• [Data section]
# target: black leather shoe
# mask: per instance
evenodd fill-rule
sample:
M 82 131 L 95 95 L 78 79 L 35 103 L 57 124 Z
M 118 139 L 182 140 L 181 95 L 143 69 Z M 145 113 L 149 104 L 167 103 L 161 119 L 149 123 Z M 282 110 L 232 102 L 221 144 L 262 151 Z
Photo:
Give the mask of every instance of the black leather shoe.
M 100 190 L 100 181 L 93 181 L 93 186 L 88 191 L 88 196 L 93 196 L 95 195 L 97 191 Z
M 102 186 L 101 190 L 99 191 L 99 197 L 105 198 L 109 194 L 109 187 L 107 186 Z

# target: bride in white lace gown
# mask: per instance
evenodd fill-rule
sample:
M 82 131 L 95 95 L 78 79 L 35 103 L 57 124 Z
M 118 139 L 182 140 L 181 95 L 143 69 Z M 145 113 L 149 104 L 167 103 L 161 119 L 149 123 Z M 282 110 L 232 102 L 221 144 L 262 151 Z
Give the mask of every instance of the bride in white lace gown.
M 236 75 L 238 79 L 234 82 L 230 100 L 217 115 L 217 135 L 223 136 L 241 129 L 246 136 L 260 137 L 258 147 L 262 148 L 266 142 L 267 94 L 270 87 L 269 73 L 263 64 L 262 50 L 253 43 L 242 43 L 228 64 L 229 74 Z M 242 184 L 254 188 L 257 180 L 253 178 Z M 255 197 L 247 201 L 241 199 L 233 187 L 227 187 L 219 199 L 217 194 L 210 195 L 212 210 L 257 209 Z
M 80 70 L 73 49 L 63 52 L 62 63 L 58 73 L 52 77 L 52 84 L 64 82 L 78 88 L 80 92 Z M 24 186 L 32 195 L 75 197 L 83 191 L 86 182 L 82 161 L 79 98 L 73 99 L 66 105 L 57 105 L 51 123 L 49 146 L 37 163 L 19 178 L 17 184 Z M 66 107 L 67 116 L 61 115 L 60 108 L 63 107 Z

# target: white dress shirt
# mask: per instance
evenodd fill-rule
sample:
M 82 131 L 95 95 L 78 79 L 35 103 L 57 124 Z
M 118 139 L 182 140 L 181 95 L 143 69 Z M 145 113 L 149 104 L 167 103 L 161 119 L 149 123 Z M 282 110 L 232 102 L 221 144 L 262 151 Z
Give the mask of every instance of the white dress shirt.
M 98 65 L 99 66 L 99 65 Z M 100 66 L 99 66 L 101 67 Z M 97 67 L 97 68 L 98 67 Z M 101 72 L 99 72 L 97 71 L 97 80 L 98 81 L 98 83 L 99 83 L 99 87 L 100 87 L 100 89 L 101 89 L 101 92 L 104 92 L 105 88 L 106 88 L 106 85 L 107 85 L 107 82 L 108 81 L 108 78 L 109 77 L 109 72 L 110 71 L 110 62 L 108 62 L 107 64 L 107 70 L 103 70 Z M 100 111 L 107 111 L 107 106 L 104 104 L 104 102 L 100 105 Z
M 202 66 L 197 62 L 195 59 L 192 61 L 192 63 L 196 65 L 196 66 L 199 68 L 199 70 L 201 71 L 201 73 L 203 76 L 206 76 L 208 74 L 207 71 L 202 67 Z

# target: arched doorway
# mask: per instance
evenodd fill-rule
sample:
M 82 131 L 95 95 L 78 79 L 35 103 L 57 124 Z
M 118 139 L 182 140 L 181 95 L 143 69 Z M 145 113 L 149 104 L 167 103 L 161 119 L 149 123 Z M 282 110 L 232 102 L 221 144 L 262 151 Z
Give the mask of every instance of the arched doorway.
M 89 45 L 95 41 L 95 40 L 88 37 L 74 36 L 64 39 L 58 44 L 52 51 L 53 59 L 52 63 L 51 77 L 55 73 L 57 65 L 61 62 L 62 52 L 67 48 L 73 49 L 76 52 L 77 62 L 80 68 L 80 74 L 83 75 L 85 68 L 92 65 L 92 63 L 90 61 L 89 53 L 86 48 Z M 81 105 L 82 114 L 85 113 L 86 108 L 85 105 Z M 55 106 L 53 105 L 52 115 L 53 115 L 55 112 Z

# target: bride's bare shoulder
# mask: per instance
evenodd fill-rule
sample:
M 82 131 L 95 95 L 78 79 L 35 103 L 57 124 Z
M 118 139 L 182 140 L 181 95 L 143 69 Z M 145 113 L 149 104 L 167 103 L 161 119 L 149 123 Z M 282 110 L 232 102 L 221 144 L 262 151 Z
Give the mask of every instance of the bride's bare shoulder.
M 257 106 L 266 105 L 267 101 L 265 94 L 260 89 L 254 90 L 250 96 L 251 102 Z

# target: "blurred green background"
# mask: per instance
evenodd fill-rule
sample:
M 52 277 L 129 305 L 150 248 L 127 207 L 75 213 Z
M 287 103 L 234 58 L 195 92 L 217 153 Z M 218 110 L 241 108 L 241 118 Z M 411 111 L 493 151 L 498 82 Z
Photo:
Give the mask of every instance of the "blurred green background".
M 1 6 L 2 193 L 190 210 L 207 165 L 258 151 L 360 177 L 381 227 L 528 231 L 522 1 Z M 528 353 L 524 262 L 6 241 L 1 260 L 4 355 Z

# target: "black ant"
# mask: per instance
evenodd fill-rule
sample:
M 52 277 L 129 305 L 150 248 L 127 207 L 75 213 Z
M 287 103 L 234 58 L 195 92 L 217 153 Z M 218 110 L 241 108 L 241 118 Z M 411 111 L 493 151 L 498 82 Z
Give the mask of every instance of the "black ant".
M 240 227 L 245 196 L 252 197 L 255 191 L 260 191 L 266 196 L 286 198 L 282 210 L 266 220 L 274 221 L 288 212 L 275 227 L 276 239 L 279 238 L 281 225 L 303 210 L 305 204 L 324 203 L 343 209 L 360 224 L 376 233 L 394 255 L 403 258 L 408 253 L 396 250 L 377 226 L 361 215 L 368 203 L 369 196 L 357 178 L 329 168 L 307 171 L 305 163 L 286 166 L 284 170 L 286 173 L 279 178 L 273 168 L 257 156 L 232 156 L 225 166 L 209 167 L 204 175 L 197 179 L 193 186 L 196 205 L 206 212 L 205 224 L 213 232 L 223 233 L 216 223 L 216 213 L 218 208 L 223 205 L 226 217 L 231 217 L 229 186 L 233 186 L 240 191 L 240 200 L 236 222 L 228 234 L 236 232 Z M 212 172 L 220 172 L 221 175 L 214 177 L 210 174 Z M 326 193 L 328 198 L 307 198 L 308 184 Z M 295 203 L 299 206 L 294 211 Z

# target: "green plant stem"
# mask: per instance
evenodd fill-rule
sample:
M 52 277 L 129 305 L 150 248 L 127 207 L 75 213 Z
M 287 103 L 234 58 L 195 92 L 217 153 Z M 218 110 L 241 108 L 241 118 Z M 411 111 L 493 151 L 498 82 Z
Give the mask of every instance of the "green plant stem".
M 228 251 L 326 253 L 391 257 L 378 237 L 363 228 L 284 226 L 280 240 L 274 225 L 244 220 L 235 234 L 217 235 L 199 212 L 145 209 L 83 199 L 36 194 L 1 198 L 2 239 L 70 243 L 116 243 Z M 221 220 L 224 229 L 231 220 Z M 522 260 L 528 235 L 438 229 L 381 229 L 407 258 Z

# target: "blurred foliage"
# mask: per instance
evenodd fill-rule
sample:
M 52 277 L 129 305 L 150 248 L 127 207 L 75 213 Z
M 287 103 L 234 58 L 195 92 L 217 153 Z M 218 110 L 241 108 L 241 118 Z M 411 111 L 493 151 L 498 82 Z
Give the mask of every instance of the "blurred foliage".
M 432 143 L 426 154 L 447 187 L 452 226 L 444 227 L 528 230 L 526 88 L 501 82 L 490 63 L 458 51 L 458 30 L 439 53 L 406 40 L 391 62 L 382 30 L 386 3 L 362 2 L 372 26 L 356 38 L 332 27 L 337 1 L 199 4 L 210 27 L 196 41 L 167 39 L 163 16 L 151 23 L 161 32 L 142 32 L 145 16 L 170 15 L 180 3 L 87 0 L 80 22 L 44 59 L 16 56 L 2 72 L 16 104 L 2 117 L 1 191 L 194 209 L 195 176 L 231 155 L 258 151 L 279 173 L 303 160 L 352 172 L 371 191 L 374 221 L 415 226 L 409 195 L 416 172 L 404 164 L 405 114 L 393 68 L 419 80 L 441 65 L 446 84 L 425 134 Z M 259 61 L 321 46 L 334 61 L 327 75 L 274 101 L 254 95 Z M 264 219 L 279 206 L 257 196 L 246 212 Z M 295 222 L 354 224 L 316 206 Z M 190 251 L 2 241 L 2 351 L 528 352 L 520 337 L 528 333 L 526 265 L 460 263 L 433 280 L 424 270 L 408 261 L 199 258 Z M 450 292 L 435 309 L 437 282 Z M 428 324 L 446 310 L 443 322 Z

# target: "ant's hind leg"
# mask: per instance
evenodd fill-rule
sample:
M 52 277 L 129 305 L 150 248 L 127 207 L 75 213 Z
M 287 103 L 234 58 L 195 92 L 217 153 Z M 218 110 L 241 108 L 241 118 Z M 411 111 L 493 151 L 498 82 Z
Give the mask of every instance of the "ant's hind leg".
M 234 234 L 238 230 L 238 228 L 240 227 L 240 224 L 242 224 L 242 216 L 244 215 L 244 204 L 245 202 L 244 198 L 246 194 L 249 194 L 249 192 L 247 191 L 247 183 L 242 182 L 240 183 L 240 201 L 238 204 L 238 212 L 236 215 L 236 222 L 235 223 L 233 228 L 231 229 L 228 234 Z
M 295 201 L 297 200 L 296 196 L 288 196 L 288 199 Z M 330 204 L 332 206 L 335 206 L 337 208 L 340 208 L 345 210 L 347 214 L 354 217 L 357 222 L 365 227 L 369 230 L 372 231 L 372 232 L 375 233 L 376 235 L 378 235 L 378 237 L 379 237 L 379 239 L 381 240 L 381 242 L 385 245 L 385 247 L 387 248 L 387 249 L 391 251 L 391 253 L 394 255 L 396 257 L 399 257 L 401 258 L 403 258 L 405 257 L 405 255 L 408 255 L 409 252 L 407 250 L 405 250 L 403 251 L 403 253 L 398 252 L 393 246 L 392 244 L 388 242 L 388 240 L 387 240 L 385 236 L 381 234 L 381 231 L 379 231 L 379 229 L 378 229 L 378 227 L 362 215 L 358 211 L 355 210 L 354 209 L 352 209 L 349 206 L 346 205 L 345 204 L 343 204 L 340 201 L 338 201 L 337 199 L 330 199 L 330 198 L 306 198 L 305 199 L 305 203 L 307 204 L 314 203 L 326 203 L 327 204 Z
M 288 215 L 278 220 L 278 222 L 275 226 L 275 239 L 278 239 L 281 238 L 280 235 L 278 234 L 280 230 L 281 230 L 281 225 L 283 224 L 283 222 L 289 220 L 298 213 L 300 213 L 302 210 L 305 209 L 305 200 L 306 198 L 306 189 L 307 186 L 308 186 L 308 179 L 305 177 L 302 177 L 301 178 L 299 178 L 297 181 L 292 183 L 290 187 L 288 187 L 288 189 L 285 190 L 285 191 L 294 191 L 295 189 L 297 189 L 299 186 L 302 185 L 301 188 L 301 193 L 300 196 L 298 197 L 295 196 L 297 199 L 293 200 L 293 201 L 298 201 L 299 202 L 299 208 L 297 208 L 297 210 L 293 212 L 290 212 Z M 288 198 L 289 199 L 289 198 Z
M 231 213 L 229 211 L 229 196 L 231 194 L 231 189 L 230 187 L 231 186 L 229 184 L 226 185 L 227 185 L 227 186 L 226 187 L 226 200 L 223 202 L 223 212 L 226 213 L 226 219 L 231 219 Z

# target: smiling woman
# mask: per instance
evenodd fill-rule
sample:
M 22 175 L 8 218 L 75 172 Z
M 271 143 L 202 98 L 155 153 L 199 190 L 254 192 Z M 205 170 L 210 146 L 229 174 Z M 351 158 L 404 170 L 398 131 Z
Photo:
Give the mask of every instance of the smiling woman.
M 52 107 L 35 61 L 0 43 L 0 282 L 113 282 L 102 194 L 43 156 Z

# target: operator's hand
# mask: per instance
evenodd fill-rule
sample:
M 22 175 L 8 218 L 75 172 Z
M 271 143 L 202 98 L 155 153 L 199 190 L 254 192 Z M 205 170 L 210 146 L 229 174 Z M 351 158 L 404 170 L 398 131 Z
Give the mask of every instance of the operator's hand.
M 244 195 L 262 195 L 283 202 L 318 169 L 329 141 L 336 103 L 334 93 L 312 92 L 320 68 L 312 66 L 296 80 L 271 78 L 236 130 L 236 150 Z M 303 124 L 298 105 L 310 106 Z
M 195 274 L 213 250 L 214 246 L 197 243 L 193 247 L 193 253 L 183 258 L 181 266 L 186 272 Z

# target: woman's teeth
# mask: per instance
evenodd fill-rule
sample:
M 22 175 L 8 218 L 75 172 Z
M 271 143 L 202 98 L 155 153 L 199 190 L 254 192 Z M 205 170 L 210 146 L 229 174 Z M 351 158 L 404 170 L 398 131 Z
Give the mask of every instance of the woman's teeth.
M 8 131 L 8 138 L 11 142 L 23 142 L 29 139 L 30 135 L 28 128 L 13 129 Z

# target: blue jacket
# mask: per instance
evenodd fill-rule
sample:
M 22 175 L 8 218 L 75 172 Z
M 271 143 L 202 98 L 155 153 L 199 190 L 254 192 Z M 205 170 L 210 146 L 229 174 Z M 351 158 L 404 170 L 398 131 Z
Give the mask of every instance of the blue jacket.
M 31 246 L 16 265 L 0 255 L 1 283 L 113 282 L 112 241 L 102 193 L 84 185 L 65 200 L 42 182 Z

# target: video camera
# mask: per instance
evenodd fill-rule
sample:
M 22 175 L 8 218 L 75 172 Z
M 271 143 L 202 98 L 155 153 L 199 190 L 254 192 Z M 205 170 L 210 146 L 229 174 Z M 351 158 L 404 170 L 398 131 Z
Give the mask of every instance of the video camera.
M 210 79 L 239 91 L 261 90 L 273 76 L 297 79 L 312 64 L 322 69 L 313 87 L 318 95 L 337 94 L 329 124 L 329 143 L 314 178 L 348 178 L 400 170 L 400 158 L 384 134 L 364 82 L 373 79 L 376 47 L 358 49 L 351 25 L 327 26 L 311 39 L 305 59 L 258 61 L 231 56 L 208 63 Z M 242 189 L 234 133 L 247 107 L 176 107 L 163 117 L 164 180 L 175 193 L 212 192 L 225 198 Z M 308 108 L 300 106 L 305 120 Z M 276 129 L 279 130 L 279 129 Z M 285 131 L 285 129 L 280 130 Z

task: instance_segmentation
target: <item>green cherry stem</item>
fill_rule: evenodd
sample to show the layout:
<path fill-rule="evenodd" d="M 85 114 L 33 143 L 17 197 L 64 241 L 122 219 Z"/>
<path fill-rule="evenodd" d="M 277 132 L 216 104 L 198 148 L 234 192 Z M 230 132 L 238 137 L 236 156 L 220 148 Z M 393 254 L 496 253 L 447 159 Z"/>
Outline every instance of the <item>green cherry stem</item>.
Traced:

• [Short exercise]
Rewrite the part that opens with the line containing "# target: woman's teeth" and closes with the line containing "M 8 131 L 8", swapping "woman's teeth" for "girl's teeth" and leaving everything else untouched. Return only those lines.

• [Response to this task]
# target: girl's teeth
# mask: per instance
evenodd fill-rule
sample:
M 22 175 L 8 218 L 75 172 Z
M 271 143 L 202 98 L 155 153 L 199 190 L 254 192 Z M 205 170 L 210 146 L 229 174 Z M 351 158 L 404 170 L 398 131 Z
Give the mask of every instance of the girl's teeth.
M 8 131 L 8 138 L 11 142 L 23 142 L 29 139 L 30 135 L 28 128 L 13 129 Z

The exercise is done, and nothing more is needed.